## [Stored items from a collection]
--- START ---
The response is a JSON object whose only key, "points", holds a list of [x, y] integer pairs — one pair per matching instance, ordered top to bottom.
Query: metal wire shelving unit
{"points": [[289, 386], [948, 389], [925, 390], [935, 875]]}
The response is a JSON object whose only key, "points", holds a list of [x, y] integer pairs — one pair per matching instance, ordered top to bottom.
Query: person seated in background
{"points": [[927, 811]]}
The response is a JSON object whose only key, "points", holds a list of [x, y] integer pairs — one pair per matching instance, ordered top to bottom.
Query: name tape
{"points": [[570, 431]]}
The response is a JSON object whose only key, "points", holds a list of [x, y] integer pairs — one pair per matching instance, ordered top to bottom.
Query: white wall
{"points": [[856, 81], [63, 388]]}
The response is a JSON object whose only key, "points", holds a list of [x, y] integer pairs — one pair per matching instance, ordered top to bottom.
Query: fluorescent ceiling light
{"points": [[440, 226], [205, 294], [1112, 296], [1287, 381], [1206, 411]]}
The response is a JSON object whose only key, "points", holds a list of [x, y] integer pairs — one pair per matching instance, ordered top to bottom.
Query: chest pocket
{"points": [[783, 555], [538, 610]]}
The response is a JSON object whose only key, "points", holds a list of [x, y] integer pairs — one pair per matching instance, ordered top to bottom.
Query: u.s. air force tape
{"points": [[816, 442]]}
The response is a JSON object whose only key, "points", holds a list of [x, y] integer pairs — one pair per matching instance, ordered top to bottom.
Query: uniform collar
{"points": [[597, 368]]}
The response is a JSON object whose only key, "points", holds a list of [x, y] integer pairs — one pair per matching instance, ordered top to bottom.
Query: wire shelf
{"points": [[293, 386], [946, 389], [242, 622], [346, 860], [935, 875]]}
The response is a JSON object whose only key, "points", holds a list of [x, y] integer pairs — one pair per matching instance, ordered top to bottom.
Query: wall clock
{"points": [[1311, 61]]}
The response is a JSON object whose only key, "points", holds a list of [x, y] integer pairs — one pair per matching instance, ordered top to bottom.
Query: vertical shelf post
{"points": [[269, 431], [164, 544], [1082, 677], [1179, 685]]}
--- END ---
## [PROBLEM TO WORK ON]
Repeat the full set of records exactly.

## [ANSWER FOR THIS EXERCISE]
The response is a JSON object whose only key, "points", holds a list of [x, y] integer pairs — one pair per matching instance, ordered top to bottom.
Query: metal wire shelving unit
{"points": [[289, 386], [948, 389], [925, 390], [935, 875]]}
The response is a JSON object whose only key, "points", holds a list of [x, y] integer pairs — one pair per matching instance, ordered top to bottom.
Query: person seated in background
{"points": [[927, 811]]}
The response is a JSON object whose only key, "points", holds a list of [x, y] integer pairs — one pair per matching instance, ordered top to bottom.
Query: name tape
{"points": [[570, 431]]}
The response is a JSON object whose only key, "points", holds a list of [x, y] integer pairs — one pair per matching instance, ordered top to bottom.
Query: white wall
{"points": [[856, 81], [63, 388]]}
The response is a JSON object whose only key, "points", holds a list of [x, y] integer pairs — one pair per matching instance, ordered top to bottom.
Query: fluorescent ceiling light
{"points": [[440, 226], [205, 294], [1112, 296], [1287, 381], [1206, 411]]}
The response is a JSON object whose only key, "points", holds a list of [x, y] integer pairs — one pair per matching instance, ordered top to bottom.
Query: chest pocket
{"points": [[783, 555], [538, 610]]}
The response is a JSON object whose only key, "points", holds a list of [x, y] integer pairs — one pair per matching instance, ordered top to bottom.
Query: u.s. air force tape
{"points": [[816, 442]]}
The response is a JSON object whose only key, "points", holds a list of [x, y] integer pairs — one pair per matching instance, ordered top to bottom.
Query: uniform collar
{"points": [[597, 368]]}
The response is a JSON object whose only key, "points", holds a list of [x, y] integer pairs — one pair per matching instance, ordered top to bottom.
Query: wire shelf
{"points": [[293, 386], [946, 389], [242, 622], [346, 860], [935, 875]]}
The response is a JSON object whose only key, "points", holds a list of [x, y] integer pairs — one pair per matching instance, ordered top to bottom.
Query: wall clock
{"points": [[1311, 61]]}
The response is a JSON object whose only key, "points", holds a list of [x, y] integer pairs — one pair per matching instance, ordered top to bottom.
Query: vertical shelf post
{"points": [[269, 431], [164, 544], [1082, 677], [1179, 685]]}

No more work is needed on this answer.